Сам я никогда в глаза не видел Гамана и не переписывался с ним. Мне кажется, что в житейских делах и в общении с друзьями он был прост, ясен и всегда правильно чувствовал, как люди относятся к нему и друг к другу. Все его письма, которые мне довелось читать, были очень хороши и куда более понятны, чем сочинения, видимо, оттого, что здесь отчетливее выступало его отношение к своему времени, к его особенностям и к личным обстоятельствам отдельного человека. Тем не менее я понял из них, что, наивнейшим образом ощущая свое умственное превосходство, он всегда почитал себя несколько прозорливее и умнее своих корреспондентов, с которыми общался скорее иронически, чем сердечно. Даже если это были лишь частные случаи, мне представлялось, что такое отношение распространяется на большинство, и потому у меня никогда не возникало желания с ним сблизиться.
И напротив, между нами и Гердером усиленно продолжалось приятное литературное общение, жаль только, что оно не могло оставаться спокойным и неомраченным. Гердер ни в какую не желал отказаться от своей манеры дразнить и браниться, Мерка нетрудно было разозлить, а он, в свою очередь, умел и во мне пробудить нетерпение. Поскольку Гердер превыше всех писателей и людей чтил Свифта, мы прозвали его «Деканом», что опять-таки не раз служило поводом для всевозможных обид и недоразумений.
И все же мы были очень обрадованы, услыхав, что он получает место в Бюкебурге; оно являлось для него вдвойне почетным, так как новый его патрон слыл разумным и храбрым человеком, хотя и не без странностей. Томас Аббт приобрел на этой службе известность, даже славу; отечество скорбело о его кончине и радовалось памятнику, который ему поставил его покровитель. Теперь Гердеру предстояло, заняв пост безвременно погибшего, осуществить надежды, пробужденные его достойным предшественником.
Эпоха, в которую все это происходило, сообщала такому месту двойной блеск и особую ценность, ибо многие немецкие князья, следуя примеру графа фон дер Липпе, призывали к себе на службу людей не только ученых и дельных, но богато одаренных и многообещающих. Поговаривали, что Клопшток приглашен маркграфом Карлом Баденским не только для несения службы, но и затем, чтобы своим присутствием украсить высшее общество и способствовать его просвещению. Если это повысило уважение к достойному государю, неизменно дарившему своим вниманием все полезное и прекрасное, то, конечно, немало возросло и преклонение перед Клопштоком. Все, что от него исходило, теперь почиталось достойным и сугубо ценным; мы тщательно переписывали его оды и элегии, как только они у кого-нибудь оказывались. Поэтому мы были счастливы, когда ландграфиня Каролина Гессен-Дармштадтская велела их издать и один из немногих экземпляров достался нам, пополнив собою наши собственные рукописные собрания. Наверно, оттого первые редакции долго оставались для нас самыми любимыми, и мы частенько услаждали себя стихотворениями, которые сам автор в скором времени отверг. Таким образом, подтверждается истина, что жизнь, ключом бьющая из большого таланта, воздействует тем шире и свободнее, чем меньше поддается критике, старающейся сопричислить ее к тому или иному разделу искусства.
□ □ □ □ □ □ □
Что сделать>
#1 Почему, согласно предоставленному отрывку, у рассказчика никогда не возникало желания сблизиться с Гаманом? Ответьте в одном–трех предложениях.
#2 Согласуются ли с предоставленным отрывком утверждения (a), (b) и (c)? Для каждого ответьте «да» или «нет» и приведите решающие слова отрывка в точной цитате.
(a) Гердер чтил Свифта больше всех писателей.
(b) Рассказчик лично переписывался с Гаманом.
(c) Оды и элегии Клопштока были изданы по повелению ландграфини Каролины Гессен-Дармштадтской.
#3 Замените в предоставленном отрывке «корреспондентов» на «собеседников» и перепишите фрагмент от слов «Сам я никогда» до слов «с ним сблизиться.» включительно.

[Записанные данные]
□ □ □ □ □ □ □
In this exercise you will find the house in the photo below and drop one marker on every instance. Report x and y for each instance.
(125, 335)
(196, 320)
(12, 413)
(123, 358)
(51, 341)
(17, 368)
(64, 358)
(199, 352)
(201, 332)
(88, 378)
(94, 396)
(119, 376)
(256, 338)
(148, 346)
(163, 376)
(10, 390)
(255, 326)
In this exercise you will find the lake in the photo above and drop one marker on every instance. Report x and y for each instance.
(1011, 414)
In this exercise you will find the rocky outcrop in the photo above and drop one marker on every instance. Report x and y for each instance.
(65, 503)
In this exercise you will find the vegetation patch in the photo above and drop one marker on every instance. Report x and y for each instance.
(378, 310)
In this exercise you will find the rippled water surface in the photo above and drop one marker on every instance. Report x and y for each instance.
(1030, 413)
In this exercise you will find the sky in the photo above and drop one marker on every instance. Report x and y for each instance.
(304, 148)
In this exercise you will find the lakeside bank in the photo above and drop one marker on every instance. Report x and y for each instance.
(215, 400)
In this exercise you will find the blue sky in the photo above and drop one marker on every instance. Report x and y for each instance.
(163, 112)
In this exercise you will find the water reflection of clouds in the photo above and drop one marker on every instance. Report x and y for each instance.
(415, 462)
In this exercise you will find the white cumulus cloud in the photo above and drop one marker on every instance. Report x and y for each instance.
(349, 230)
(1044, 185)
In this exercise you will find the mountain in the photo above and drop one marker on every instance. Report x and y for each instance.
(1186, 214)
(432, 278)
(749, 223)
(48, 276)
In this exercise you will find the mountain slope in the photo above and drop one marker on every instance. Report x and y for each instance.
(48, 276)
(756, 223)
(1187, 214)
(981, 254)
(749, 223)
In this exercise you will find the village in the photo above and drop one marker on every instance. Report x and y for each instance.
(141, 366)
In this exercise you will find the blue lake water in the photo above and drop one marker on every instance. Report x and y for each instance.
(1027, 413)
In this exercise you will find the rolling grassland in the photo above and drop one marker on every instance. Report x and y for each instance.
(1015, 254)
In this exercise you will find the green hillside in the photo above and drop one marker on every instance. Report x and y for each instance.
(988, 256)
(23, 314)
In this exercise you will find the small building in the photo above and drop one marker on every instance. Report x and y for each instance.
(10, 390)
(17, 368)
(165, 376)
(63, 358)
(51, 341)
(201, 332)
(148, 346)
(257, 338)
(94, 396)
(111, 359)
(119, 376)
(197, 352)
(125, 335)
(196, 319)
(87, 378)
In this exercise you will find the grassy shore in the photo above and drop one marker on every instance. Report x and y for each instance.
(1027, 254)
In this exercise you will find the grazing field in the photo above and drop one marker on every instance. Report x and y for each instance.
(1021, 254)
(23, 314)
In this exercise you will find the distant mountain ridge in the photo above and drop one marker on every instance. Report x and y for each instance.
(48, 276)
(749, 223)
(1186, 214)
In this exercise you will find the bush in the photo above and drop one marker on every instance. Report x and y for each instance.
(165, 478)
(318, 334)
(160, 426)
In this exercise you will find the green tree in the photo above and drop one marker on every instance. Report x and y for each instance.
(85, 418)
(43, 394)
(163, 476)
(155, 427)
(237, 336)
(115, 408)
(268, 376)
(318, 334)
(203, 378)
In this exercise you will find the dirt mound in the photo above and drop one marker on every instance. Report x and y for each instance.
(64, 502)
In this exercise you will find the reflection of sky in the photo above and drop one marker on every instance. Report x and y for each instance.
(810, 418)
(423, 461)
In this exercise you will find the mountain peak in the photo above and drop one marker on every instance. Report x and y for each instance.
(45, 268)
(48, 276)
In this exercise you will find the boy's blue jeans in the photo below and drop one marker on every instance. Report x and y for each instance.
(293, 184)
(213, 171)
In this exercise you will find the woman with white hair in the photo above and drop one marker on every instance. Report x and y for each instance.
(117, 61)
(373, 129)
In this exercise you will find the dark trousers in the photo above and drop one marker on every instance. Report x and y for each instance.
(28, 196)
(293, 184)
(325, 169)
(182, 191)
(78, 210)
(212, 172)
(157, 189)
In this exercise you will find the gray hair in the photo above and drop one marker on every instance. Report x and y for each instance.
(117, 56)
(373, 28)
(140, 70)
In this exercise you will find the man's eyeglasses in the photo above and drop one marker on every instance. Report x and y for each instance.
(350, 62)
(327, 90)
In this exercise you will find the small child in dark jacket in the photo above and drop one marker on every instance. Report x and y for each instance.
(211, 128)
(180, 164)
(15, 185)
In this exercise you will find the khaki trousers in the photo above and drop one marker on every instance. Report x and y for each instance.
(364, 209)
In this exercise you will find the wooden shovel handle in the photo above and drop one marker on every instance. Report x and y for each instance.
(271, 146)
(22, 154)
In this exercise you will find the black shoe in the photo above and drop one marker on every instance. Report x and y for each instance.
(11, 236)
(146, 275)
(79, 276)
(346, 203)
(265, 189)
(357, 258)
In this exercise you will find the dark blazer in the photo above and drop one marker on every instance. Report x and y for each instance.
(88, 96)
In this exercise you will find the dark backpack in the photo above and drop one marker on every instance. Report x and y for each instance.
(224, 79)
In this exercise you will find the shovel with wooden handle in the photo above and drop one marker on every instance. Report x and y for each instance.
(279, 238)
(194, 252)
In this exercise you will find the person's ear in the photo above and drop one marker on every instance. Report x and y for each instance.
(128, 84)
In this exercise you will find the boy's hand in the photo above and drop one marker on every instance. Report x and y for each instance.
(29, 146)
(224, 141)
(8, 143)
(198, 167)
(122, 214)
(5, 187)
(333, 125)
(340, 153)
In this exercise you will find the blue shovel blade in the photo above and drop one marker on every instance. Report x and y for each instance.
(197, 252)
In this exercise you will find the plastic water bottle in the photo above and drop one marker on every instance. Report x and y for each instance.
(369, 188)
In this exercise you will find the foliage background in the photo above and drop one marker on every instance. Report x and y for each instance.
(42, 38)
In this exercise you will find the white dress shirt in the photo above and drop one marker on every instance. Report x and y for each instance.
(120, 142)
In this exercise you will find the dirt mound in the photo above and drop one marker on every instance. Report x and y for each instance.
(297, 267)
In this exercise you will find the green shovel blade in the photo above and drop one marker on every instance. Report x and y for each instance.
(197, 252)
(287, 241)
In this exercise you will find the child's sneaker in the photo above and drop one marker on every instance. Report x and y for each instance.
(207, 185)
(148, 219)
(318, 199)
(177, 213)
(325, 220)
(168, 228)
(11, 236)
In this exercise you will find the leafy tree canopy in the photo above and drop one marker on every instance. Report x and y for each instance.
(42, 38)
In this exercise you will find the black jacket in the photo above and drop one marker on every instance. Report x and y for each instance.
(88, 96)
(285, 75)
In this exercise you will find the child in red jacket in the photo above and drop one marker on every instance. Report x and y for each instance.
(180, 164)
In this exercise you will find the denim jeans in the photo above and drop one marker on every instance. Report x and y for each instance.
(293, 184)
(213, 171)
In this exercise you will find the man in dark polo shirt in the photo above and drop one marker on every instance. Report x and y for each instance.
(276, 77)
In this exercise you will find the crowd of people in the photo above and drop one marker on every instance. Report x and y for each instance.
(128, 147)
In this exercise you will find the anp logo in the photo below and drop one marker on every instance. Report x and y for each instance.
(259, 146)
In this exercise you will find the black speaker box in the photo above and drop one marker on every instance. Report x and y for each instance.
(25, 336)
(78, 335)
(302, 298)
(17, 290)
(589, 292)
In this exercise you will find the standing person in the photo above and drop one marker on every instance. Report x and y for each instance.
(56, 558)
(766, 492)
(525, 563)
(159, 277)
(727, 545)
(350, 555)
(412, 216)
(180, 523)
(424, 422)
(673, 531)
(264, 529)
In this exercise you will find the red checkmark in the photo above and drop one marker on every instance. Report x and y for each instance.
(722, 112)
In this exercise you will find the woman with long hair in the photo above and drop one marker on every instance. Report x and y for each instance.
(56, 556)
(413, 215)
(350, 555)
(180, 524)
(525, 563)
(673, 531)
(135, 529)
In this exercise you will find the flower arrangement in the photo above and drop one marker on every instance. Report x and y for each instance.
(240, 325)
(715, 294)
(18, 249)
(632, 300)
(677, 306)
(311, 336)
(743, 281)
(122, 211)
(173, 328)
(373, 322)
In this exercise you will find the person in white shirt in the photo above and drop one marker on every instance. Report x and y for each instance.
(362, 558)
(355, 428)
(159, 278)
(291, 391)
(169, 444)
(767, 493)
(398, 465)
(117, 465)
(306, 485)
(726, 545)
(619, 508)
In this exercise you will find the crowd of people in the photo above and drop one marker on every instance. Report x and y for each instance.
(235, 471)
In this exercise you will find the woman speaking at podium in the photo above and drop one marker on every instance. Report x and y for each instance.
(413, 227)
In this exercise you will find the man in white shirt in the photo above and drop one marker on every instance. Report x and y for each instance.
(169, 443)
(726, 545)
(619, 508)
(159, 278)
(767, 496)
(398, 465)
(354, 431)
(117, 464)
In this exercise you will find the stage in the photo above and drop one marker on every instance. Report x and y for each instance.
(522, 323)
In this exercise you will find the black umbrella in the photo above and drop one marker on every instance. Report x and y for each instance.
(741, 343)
□ □ □ □ □ □ □
Ответы по заданиям>
#1 Из писем Гамана рассказчик понял, что тот, наивно ощущая свое умственное превосходство, считал себя прозорливее и умнее своих корреспондентов. Общался он с ними скорее иронически, чем сердечно. Рассказчику представлялось, что такое отношение распространяется на большинство, даже если это были лишь частные случаи.

#2
(a) Да: «Гердер превыше всех писателей и людей чтил Свифта».
(b) Нет: «Сам я никогда в глаза не видел Гамана и не переписывался с ним».
(c) Да: «ландграфиня Каролина Гессен-Дармштадтская велела их издать».

#3
Сам я никогда в глаза не видел Гамана и не переписывался с ним. Мне кажется, что в житейских делах и в общении с друзьями он был прост, ясен и всегда правильно чувствовал, как люди относятся к нему и друг к другу. Все его письма, которые мне довелось читать, были очень хороши и куда более понятны, чем сочинения, видимо, оттого, что здесь отчетливее выступало его отношение к своему времени, к его особенностям и к личным обстоятельствам отдельного человека. Тем не менее я понял из них, что, наивнейшим образом ощущая свое умственное превосходство, он всегда почитал себя несколько прозорливее и умнее своих собеседников, с которыми общался скорее иронически, чем сердечно. Даже если это были лишь частные случаи, мне представлялось, что такое отношение распространяется на большинство, и потому у меня никогда не возникало желания с ним сблизиться.